Labeled contour entries
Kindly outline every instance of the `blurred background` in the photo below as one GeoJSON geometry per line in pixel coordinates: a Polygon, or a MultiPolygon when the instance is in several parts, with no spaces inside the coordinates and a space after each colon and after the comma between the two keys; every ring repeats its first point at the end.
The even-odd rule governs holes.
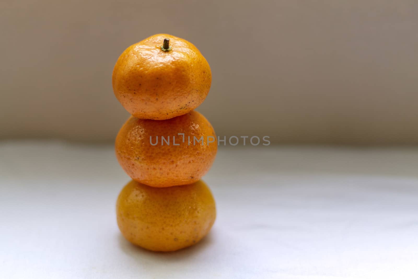
{"type": "Polygon", "coordinates": [[[166,33],[212,69],[198,110],[218,136],[273,143],[418,143],[418,3],[2,1],[0,138],[112,143],[128,114],[111,76],[166,33]]]}
{"type": "Polygon", "coordinates": [[[4,278],[418,278],[416,0],[3,0],[0,40],[4,278]],[[217,135],[272,143],[221,144],[211,232],[163,254],[116,224],[112,85],[162,33],[209,62],[217,135]]]}

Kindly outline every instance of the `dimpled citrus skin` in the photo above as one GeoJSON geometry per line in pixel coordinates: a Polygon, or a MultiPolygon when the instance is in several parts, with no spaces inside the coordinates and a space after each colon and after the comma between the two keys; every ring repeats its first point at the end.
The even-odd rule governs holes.
{"type": "Polygon", "coordinates": [[[115,95],[137,118],[163,120],[185,114],[207,95],[209,64],[191,43],[167,34],[151,36],[127,49],[113,69],[115,95]],[[161,47],[170,39],[171,50],[161,47]]]}
{"type": "Polygon", "coordinates": [[[212,125],[194,110],[164,121],[131,117],[121,128],[115,143],[116,157],[127,174],[135,180],[154,187],[184,185],[199,180],[212,166],[217,146],[212,125]],[[184,134],[184,142],[178,133],[184,134]],[[169,137],[169,145],[163,141],[161,136],[166,141],[169,137]],[[152,145],[151,143],[157,142],[157,136],[158,143],[152,145]],[[198,142],[202,136],[203,140],[198,142]]]}
{"type": "Polygon", "coordinates": [[[193,245],[215,221],[215,201],[203,181],[155,188],[131,180],[116,203],[117,224],[126,239],[153,251],[193,245]]]}

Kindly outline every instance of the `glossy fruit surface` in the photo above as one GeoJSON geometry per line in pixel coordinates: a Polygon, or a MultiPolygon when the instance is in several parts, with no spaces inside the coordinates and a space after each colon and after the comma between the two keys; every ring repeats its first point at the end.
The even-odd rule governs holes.
{"type": "Polygon", "coordinates": [[[131,178],[168,187],[200,179],[215,160],[217,142],[209,121],[193,110],[164,121],[131,117],[116,137],[115,150],[131,178]]]}
{"type": "Polygon", "coordinates": [[[168,188],[134,180],[116,204],[117,224],[126,239],[153,251],[174,251],[197,243],[215,221],[215,201],[202,180],[168,188]]]}
{"type": "Polygon", "coordinates": [[[127,49],[112,78],[115,96],[139,118],[162,120],[185,114],[206,97],[212,80],[206,59],[191,43],[167,34],[127,49]],[[165,38],[170,48],[163,50],[165,38]]]}

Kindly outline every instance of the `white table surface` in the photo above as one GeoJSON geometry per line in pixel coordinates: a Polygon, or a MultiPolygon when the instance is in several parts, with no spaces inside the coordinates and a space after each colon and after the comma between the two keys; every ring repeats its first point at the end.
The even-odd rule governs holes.
{"type": "Polygon", "coordinates": [[[0,277],[418,278],[418,149],[220,148],[212,230],[169,253],[120,233],[129,180],[112,146],[0,142],[0,277]]]}

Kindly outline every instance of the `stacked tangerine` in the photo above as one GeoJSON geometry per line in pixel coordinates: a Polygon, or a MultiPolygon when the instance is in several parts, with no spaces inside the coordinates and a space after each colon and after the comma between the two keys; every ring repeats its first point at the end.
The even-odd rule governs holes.
{"type": "Polygon", "coordinates": [[[214,160],[217,143],[210,123],[193,110],[211,82],[199,50],[166,34],[131,46],[116,62],[113,91],[132,116],[115,149],[133,179],[117,198],[117,224],[136,245],[181,249],[201,239],[215,221],[214,200],[200,179],[214,160]]]}

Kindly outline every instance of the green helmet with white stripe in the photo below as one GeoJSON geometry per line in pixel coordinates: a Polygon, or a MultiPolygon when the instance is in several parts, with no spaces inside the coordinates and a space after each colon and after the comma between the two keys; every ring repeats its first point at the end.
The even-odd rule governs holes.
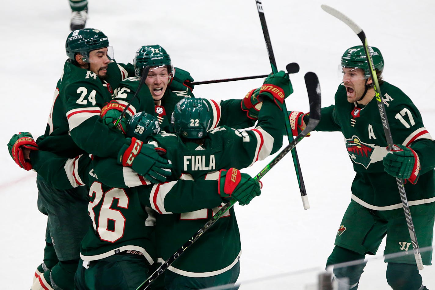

## [Job]
Update all of the records above by replacing "Kindly outline" with "Please trace" and keeping everything else the same. Omit the pictures from your answer.

## [Final result]
Please trace every instance of the `blurred background` in the photo below as one GeoJSON geometry per line in pixel coordinates: a Polygon, or a MultiPolygon when the instance is in several parts, with no spaces inside the coordinates and a space after each colon and after the comma between the two keys; every ring repeats its first point at the end.
The even-odd rule governs holes.
{"type": "Polygon", "coordinates": [[[166,33],[212,69],[198,110],[218,136],[273,143],[418,143],[418,3],[2,1],[0,138],[112,143],[128,114],[111,76],[166,33]]]}
{"type": "Polygon", "coordinates": [[[4,278],[418,278],[416,0],[3,0],[0,40],[4,278]],[[217,135],[272,143],[221,144],[211,232],[163,254],[116,224],[112,85],[162,33],[209,62],[217,135]]]}

Please trace every instance of the `dimpled citrus skin` in the photo above as one GeoJSON geometry per line in pixel coordinates: a Polygon, or a MultiPolygon when the instance is in several parts, with no spaces inside the coordinates and a space after each colon and after the comma between the two keys; every ring repeats its first point at the end.
The even-odd rule governs holes.
{"type": "Polygon", "coordinates": [[[115,95],[137,118],[163,120],[185,114],[207,95],[209,64],[191,43],[167,34],[151,36],[127,49],[113,69],[115,95]],[[161,47],[170,39],[171,50],[161,47]]]}
{"type": "Polygon", "coordinates": [[[212,125],[194,110],[164,121],[131,117],[121,128],[115,143],[116,157],[127,174],[135,180],[154,187],[184,185],[199,180],[212,166],[217,146],[212,125]],[[184,134],[184,142],[178,133],[184,134]],[[169,137],[169,145],[163,141],[161,136],[166,141],[169,137]],[[152,145],[151,143],[157,142],[157,136],[158,143],[152,145]],[[198,142],[202,136],[203,140],[198,142]]]}
{"type": "Polygon", "coordinates": [[[193,245],[215,221],[215,201],[203,181],[155,188],[131,180],[116,203],[117,224],[126,239],[153,251],[193,245]]]}

Please trace every instance of the `glossy fruit surface` in the photo above as one GeoJSON geometry per line in pixel coordinates: a Polygon, or a MultiPolygon when the instance is in several parts, with no spaces inside the coordinates and a space after each colon and after the comma between the two keys; every ring repeats its first point at the end.
The even-odd rule governs holes.
{"type": "Polygon", "coordinates": [[[131,178],[168,187],[200,179],[215,160],[217,142],[209,121],[193,110],[164,121],[131,117],[116,137],[115,150],[131,178]]]}
{"type": "Polygon", "coordinates": [[[168,188],[134,180],[116,204],[117,224],[126,239],[153,251],[174,251],[197,243],[215,221],[215,201],[202,180],[168,188]]]}
{"type": "Polygon", "coordinates": [[[127,49],[112,78],[115,96],[139,118],[162,120],[185,114],[206,97],[212,80],[206,59],[191,43],[167,34],[127,49]],[[165,38],[170,48],[163,50],[165,38]]]}

Please trace every instance of the `white table surface` in the photo above as one GeoJSON geometry per line in pixel coordinates: a Polygon, or a MultiPolygon when the instance is in several parts, with no spaces inside the coordinates and a space after each colon and after the comma between the two keys; every ring repeats its first point at the end.
The even-odd rule governs holes.
{"type": "Polygon", "coordinates": [[[0,277],[418,278],[418,149],[220,148],[212,230],[169,253],[120,233],[129,180],[112,146],[0,142],[0,277]]]}

Please trace every instance of the `stacked tangerine` in the photo above as one GeoJSON geometry per line in pixel coordinates: a Polygon, or a MultiPolygon when the instance is in several parts, with no spaces inside the coordinates and a space after each colon and after the comma between the two keys; every ring repeats its first point at the end.
The even-odd rule governs holes.
{"type": "Polygon", "coordinates": [[[214,160],[217,143],[210,123],[193,110],[211,82],[199,50],[166,34],[131,46],[116,62],[113,91],[132,116],[115,149],[133,179],[117,198],[117,224],[136,245],[181,249],[201,239],[215,221],[214,200],[200,179],[214,160]]]}

Please trace every instance of the green helmet with white stripe in the photo below as one GeoJSON geometry per line in pixel coordinates: a Polygon, or a MultiPolygon when the instance is in several parts, with no spaces inside the coordinates and a space after each colon and after the comma between the two keys; every ring repeats its first point at the end.
The even-odd rule governs holes.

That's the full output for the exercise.